與暴力解法得到的基本一致，說明該附近確爲最小值對應的解

特點：速度比暴力算法快太多了，確實有用。

迭代過程圖：

繪圖代碼：

import os
import numpy as np
import matplotlib.pyplot as plt

i = 0
time = []
fx = []
x1 = []
x2 = []
x3 = []
x4 = []
with open('out.txt', 'r') as file:
    context = file.read()
    context = context.split()
    for i in range(len(context)):
        if(i%6==0):
            time.append(int(context[i]))
        if(i%6==1):
            fx.append(float(context[i]))
        if(i%6==2):
            x1.append(float(context[i]))
        if(i%6==3):
            x2.append(float(context[i]))
        if(i%6==4):
            x3.append(float(context[i]))
        if(i%6==5):
            x4.append(float(context[i]))
        i = i + 1
        
# 數據清洗乾淨，下面繪圖
plt.rcParams['font.sans-serif']=['SimHei'] #顯示中文標籤
plt.rcParams['axes.unicode_minus']=False

plt.plot(time, fx, marker = 'o', c = 'r', label = 'a=0.3')
plt.xlabel('迭代次數', fontsize = 18)
plt.ylabel('目標函數F(x)', fontsize = 18)
plt.xticks(fontsize = 15)
plt.yticks(fontsize = 15)
plt.savefig("fx.svg",bbox_inches='tight')

_____

### 題目說明
A. 網頁摘錄的繪圖代碼為甚麼把 font.sans-serif 設成 SimHei？請用一到三句話說明。
B. 從網頁摘錄中一字不改地摘出一段：從含有「# 數據清洗乾淨，下面繪圖」的字句開始，到「plt.xlabel('迭代次數', fontsize = 18)」為止。
只根據網頁摘錄作答。

### 資料
_____

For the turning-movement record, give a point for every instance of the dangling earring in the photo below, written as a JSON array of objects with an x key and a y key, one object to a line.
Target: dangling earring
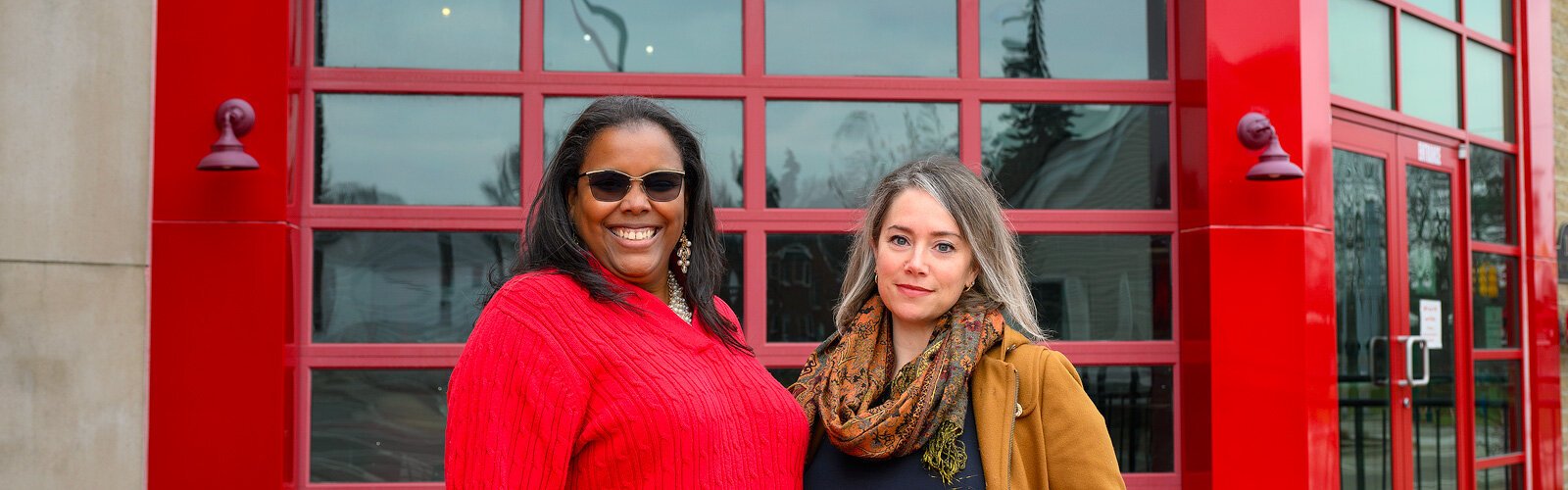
[{"x": 684, "y": 253}]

_____

### 參考答案
A. 依代碼裡的註解，這樣設定是為了在圖上顯示中文標籤。

B.
# 數據清洗乾淨，下面繪圖
plt.rcParams['font.sans-serif']=['SimHei'] #顯示中文標籤
plt.rcParams['axes.unicode_minus']=False

plt.plot(time, fx, marker = 'o', c = 'r', label = 'a=0.3')
plt.xlabel('迭代次數', fontsize = 18)